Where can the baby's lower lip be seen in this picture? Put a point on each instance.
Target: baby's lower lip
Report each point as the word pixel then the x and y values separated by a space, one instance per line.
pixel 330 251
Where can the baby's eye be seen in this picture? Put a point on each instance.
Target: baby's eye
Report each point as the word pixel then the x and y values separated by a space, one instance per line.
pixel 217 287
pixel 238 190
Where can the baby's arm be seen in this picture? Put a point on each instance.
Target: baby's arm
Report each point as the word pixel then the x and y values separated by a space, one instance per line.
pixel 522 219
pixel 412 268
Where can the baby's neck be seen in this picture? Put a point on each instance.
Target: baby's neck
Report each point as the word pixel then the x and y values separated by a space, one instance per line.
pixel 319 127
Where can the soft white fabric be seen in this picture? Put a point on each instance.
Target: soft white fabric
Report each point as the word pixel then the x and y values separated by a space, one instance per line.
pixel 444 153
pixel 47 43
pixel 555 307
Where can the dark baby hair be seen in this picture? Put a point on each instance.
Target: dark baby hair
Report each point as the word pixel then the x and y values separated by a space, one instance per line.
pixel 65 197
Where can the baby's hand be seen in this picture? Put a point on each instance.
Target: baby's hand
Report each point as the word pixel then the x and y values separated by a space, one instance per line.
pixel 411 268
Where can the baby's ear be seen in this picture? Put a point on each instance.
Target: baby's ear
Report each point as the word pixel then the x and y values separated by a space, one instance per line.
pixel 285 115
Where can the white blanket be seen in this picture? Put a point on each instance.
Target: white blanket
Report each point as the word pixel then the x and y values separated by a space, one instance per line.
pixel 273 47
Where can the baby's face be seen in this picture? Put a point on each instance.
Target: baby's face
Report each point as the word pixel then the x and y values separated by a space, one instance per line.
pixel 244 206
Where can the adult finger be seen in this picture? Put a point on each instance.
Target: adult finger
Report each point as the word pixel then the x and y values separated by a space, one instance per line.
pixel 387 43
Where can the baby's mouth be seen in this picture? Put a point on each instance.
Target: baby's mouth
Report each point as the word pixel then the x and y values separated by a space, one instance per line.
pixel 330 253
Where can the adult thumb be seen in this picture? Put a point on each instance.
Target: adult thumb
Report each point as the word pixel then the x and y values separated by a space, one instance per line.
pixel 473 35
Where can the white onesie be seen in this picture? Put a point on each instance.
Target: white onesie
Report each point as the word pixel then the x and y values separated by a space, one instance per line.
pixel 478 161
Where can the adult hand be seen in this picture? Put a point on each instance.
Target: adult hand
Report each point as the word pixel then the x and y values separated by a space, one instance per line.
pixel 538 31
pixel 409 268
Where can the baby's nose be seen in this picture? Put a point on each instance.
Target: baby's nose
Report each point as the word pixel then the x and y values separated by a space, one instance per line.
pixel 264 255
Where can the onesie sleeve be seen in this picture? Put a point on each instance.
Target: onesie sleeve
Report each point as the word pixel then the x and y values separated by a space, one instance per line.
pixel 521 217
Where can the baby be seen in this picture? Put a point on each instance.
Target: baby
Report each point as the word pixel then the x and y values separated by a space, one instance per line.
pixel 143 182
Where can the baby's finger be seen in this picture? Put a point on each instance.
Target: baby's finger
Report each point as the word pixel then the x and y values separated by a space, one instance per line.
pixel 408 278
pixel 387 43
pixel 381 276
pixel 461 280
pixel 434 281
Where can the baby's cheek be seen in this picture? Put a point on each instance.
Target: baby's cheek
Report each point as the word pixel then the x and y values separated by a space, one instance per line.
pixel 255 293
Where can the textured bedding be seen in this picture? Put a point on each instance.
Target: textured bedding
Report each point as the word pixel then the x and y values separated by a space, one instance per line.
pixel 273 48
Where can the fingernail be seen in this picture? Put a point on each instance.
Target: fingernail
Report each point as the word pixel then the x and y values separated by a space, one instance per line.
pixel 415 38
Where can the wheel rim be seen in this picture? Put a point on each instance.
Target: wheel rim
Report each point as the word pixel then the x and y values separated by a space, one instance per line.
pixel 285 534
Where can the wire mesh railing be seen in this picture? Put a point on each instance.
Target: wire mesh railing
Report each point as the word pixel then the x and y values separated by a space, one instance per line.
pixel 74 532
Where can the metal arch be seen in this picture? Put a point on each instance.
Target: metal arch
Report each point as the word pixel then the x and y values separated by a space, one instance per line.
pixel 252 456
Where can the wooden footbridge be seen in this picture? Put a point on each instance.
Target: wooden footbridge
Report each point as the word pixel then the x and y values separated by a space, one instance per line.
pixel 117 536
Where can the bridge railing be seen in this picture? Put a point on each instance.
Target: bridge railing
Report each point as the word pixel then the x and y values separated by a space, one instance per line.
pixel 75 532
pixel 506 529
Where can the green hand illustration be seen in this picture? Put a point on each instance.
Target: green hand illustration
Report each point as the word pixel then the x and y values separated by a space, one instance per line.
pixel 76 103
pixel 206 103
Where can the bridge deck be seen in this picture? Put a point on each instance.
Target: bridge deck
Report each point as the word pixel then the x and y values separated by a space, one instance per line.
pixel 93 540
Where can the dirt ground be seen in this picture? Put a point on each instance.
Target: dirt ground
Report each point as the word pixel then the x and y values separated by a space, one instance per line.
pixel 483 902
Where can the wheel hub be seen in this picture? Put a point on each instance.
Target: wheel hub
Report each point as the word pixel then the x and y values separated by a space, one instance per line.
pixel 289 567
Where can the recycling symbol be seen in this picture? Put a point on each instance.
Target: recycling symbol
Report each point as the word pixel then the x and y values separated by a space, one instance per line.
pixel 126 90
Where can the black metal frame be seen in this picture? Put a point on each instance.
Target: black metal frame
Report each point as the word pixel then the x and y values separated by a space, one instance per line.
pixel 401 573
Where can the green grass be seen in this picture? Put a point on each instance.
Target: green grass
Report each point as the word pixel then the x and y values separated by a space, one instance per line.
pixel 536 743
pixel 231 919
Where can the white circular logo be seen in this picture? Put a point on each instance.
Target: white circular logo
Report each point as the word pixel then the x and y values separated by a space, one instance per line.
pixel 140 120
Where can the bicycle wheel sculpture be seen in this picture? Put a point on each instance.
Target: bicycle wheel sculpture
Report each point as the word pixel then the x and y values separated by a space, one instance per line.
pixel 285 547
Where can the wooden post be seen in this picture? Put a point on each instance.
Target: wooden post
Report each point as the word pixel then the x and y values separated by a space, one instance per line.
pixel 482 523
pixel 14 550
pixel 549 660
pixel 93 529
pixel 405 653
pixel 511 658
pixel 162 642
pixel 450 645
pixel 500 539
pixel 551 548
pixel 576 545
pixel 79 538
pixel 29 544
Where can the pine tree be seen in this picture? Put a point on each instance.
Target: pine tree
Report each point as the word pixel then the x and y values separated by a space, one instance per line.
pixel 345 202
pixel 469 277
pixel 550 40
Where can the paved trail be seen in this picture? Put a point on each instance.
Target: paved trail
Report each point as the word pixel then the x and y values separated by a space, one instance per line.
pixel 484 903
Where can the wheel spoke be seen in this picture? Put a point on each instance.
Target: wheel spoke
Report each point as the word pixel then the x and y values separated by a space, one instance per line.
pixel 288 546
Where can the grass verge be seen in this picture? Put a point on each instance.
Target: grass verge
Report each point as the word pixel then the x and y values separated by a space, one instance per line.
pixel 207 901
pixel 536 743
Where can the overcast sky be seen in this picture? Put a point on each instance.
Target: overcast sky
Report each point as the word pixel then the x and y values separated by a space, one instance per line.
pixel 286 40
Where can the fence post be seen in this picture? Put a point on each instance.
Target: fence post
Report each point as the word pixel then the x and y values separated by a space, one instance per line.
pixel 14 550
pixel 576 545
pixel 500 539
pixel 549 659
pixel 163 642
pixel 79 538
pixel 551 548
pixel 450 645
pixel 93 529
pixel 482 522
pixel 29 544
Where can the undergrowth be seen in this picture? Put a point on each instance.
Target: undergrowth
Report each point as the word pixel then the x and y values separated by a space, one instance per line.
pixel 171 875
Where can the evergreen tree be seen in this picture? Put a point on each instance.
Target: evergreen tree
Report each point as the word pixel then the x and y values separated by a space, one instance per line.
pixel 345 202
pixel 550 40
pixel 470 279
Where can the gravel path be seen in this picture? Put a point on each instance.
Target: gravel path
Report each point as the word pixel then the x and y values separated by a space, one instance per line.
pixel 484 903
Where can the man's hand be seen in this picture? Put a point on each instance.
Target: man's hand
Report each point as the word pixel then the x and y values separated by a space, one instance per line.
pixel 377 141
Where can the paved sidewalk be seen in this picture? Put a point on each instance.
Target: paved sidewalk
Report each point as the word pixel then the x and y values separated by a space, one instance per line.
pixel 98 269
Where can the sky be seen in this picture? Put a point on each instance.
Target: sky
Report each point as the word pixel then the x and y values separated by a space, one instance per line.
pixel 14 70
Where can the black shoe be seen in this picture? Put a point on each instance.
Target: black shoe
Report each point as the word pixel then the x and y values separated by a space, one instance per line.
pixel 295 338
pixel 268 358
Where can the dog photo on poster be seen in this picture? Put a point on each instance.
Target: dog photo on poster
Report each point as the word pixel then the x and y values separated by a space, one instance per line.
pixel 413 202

• • • •

_SHORT EXERCISE_
Can you repeat word for word every line from the one containing "Where can the paved sidewalk" through the end of the records, inclusive?

_SOLVED EXERCISE_
Where can the paved sidewalk be seen in this picture? Put a point on each instance.
Target: paved sidewalk
Report each point as the word pixel then the x and y values separated by a space, one instance per line.
pixel 98 269
Where can the sky be seen in this picture? Put a point on each instance.
Target: sky
Report each point as the word pixel then the x and y values separated by a space, one instance per line.
pixel 14 70
Where can the black shoe be seen in this picture? Put a point on each instance.
Target: black shoe
Report each point as the word pixel then the x and y values separated by a space, one instance per line.
pixel 295 338
pixel 268 358
Where can the dog photo on poster be seen in this picture? Put a point on each instance.
Target: dog photo on poster
Report each point as the word pixel then the x and y values separated by a space, one instance per line.
pixel 413 202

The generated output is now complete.